• [INSTRUCTIONS FOR THE TASK] Copy exactly the run of lines that begins at the line with "Can you tell me where the burning" and ends at the final line of the entries.

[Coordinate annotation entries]
[start]
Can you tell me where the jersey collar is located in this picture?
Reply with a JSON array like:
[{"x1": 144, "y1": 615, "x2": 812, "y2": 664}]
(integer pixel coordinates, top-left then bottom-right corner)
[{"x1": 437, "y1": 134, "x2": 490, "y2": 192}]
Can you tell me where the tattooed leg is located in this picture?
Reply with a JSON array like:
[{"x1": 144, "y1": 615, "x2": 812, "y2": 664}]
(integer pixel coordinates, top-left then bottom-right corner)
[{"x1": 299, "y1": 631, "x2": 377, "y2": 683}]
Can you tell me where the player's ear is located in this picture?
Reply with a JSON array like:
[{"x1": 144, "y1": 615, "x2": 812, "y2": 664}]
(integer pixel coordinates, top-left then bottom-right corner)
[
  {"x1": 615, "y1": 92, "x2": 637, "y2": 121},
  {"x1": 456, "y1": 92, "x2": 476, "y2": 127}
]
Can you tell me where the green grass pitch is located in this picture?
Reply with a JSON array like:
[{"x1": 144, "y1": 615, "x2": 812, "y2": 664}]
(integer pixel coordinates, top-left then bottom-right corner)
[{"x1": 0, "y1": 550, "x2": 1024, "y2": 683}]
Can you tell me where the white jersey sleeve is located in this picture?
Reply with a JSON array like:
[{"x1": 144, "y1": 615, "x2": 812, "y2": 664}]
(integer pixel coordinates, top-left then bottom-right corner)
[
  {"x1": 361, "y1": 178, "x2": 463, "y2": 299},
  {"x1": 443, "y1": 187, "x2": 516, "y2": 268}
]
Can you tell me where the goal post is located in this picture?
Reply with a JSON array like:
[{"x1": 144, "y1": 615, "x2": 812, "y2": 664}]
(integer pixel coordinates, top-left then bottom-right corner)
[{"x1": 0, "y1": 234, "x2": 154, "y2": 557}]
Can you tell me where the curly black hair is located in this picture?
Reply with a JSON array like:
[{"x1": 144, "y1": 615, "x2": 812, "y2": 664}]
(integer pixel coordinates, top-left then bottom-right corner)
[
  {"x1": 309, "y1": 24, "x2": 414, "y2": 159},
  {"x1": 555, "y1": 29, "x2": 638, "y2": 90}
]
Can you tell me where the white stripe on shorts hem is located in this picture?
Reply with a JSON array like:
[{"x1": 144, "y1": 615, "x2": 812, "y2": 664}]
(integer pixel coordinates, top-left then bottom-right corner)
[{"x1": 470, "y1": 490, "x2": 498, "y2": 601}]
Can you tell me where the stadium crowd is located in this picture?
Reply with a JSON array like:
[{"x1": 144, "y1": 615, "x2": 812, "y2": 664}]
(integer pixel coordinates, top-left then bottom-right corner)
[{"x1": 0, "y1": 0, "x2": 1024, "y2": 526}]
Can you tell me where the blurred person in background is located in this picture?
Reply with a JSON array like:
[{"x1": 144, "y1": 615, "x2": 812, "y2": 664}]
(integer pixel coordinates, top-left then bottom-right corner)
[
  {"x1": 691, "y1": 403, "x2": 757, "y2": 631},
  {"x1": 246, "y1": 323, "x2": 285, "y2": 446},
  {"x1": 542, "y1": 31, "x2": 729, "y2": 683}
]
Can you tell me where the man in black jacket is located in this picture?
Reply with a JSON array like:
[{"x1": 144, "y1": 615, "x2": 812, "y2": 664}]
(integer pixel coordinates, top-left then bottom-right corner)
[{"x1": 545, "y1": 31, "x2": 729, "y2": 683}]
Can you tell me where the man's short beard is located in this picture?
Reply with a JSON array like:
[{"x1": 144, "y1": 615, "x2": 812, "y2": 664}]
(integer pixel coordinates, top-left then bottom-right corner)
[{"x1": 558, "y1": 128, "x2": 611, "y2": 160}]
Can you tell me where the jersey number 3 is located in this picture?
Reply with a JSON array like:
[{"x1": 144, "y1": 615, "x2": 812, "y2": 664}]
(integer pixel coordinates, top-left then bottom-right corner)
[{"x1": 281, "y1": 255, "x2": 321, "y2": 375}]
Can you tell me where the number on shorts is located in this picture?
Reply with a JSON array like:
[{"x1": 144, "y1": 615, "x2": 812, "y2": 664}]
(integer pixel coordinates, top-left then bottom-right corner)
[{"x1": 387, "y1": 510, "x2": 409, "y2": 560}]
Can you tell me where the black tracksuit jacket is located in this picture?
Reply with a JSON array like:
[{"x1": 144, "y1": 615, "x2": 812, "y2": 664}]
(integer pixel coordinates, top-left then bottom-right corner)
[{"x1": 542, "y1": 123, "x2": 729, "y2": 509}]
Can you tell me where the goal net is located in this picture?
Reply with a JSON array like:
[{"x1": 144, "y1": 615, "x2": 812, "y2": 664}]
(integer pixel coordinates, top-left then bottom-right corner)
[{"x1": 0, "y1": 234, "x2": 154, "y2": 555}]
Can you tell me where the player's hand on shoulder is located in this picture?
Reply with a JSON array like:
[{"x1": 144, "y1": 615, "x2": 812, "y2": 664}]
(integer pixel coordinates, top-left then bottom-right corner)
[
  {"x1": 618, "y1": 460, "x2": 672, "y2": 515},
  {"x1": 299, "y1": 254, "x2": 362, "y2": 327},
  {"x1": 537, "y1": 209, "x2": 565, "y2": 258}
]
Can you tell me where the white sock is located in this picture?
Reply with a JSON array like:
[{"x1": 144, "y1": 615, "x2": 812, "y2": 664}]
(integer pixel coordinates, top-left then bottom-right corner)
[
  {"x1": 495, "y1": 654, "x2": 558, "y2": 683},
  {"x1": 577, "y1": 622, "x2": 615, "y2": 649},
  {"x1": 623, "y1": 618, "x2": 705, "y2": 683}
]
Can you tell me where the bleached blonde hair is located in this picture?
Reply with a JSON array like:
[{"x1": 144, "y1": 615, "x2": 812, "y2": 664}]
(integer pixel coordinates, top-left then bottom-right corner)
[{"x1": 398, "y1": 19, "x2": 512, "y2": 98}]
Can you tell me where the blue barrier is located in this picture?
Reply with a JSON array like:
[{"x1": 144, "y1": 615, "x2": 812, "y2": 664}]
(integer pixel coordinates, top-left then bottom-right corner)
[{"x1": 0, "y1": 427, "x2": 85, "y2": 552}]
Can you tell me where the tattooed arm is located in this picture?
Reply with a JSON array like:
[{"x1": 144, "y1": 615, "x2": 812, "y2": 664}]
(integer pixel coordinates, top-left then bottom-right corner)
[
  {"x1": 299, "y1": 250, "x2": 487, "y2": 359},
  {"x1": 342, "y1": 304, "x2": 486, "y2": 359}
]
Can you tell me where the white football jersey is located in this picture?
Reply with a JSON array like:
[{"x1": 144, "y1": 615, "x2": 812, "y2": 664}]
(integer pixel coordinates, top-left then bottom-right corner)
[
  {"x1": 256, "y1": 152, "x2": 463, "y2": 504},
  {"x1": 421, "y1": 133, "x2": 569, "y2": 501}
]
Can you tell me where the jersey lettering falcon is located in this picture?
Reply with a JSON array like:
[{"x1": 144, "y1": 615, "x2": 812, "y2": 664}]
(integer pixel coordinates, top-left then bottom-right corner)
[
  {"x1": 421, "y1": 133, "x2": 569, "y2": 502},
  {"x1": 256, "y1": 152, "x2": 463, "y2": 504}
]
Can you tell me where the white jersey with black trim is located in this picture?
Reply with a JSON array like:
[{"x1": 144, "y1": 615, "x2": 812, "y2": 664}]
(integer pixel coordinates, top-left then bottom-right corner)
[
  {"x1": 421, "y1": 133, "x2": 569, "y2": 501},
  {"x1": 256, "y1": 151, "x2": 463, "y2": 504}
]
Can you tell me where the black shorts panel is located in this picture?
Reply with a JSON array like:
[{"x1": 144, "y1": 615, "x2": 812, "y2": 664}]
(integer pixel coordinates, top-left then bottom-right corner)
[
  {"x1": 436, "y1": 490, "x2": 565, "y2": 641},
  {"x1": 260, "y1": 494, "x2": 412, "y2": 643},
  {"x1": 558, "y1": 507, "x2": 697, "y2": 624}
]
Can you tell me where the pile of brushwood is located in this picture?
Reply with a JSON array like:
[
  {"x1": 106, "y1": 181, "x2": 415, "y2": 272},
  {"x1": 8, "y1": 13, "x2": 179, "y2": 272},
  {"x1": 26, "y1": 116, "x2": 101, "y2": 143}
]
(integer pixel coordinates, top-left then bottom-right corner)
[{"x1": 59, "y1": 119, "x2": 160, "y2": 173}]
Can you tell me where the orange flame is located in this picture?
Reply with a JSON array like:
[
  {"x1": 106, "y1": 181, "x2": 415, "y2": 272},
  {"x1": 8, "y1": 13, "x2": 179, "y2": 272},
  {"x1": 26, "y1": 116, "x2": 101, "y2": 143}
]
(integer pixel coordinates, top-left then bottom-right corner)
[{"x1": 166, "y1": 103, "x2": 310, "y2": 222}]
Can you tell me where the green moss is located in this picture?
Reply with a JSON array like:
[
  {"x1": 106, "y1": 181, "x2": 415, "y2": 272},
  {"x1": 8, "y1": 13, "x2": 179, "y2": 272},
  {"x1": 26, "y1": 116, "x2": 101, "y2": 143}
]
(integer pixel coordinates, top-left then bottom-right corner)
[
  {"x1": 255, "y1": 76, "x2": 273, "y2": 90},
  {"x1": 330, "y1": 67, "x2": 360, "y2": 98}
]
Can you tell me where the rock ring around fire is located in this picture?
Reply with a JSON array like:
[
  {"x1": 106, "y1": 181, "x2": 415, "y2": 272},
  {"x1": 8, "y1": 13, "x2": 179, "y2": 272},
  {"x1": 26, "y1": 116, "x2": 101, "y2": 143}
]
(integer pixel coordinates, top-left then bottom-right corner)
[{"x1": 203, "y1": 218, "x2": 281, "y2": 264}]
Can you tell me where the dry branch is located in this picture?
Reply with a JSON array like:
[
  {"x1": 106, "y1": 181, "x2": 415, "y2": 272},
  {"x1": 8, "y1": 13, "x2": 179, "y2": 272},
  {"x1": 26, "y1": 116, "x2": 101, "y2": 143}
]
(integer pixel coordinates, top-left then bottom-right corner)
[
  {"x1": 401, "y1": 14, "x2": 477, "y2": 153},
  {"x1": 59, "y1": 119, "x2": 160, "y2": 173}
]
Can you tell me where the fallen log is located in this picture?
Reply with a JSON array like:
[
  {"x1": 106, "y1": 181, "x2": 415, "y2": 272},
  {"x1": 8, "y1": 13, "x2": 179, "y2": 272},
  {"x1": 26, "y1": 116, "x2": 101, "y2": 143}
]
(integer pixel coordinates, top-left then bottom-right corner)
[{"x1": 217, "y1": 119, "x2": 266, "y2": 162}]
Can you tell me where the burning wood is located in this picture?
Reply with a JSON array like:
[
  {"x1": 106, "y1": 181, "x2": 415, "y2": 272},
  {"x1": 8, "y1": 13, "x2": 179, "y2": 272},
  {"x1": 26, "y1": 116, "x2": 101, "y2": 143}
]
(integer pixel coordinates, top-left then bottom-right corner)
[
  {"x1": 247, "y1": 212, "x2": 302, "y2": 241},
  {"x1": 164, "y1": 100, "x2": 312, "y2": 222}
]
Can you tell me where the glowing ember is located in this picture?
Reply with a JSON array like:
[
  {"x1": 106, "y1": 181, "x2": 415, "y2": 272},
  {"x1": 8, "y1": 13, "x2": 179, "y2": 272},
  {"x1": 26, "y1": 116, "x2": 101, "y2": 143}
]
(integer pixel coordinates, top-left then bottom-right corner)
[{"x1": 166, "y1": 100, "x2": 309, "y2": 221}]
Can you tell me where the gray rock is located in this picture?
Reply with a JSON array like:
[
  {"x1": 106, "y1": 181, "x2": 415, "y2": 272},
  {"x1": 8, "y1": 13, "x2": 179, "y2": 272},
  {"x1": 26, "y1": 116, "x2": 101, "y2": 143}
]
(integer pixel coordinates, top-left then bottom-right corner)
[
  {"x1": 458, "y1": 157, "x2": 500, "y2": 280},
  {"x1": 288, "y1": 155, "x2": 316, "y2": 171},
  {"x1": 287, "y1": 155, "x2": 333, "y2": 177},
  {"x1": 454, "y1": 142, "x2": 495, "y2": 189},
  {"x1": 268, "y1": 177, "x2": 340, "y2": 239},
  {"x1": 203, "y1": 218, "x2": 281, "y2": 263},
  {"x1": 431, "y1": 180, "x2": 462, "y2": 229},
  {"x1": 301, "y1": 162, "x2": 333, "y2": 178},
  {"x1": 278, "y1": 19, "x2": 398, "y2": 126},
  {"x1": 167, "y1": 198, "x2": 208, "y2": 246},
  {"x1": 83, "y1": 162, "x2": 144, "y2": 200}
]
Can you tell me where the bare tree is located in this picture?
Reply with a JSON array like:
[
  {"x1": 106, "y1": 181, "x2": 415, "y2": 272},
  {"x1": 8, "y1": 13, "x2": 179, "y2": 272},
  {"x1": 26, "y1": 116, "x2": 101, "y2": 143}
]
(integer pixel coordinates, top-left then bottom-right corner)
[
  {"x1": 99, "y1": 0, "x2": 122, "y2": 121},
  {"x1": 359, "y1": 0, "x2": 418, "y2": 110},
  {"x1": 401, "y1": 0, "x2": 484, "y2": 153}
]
[end]
• [SOLUTION]
Can you tell me where the burning wood is located in this picture?
Reply with a JSON array like:
[
  {"x1": 106, "y1": 181, "x2": 415, "y2": 272},
  {"x1": 8, "y1": 13, "x2": 179, "y2": 272},
  {"x1": 26, "y1": 116, "x2": 101, "y2": 143}
]
(integer pixel coordinates, top-left then bottom-right corner)
[
  {"x1": 247, "y1": 212, "x2": 302, "y2": 241},
  {"x1": 164, "y1": 100, "x2": 312, "y2": 222}
]
Can you tell me where the glowing ember is located in this picture?
Reply with a JSON array like:
[
  {"x1": 106, "y1": 181, "x2": 415, "y2": 272},
  {"x1": 8, "y1": 13, "x2": 179, "y2": 272},
  {"x1": 26, "y1": 116, "x2": 101, "y2": 143}
]
(integer pixel coordinates, top-left then bottom-right corner)
[{"x1": 166, "y1": 100, "x2": 309, "y2": 221}]
Can you tell me where the gray rock is located in this picture?
Reply with a JSON array like:
[
  {"x1": 106, "y1": 181, "x2": 415, "y2": 272},
  {"x1": 8, "y1": 13, "x2": 179, "y2": 272},
  {"x1": 26, "y1": 116, "x2": 101, "y2": 143}
]
(integer pixel coordinates, top-left then bottom-right corner)
[
  {"x1": 458, "y1": 157, "x2": 500, "y2": 280},
  {"x1": 288, "y1": 155, "x2": 316, "y2": 171},
  {"x1": 287, "y1": 155, "x2": 333, "y2": 177},
  {"x1": 454, "y1": 142, "x2": 495, "y2": 189},
  {"x1": 268, "y1": 177, "x2": 340, "y2": 239},
  {"x1": 203, "y1": 218, "x2": 281, "y2": 263},
  {"x1": 431, "y1": 180, "x2": 462, "y2": 229},
  {"x1": 301, "y1": 162, "x2": 333, "y2": 178},
  {"x1": 278, "y1": 19, "x2": 398, "y2": 126},
  {"x1": 167, "y1": 198, "x2": 208, "y2": 246},
  {"x1": 83, "y1": 162, "x2": 144, "y2": 200}
]
Can you tell me where the bare tree is located in this picture?
Reply with a JSON array like:
[
  {"x1": 106, "y1": 181, "x2": 415, "y2": 272},
  {"x1": 8, "y1": 13, "x2": 179, "y2": 272},
  {"x1": 26, "y1": 116, "x2": 101, "y2": 143}
]
(integer pixel coordinates, top-left then bottom-right corner)
[
  {"x1": 99, "y1": 0, "x2": 122, "y2": 121},
  {"x1": 359, "y1": 0, "x2": 418, "y2": 110},
  {"x1": 401, "y1": 0, "x2": 484, "y2": 153}
]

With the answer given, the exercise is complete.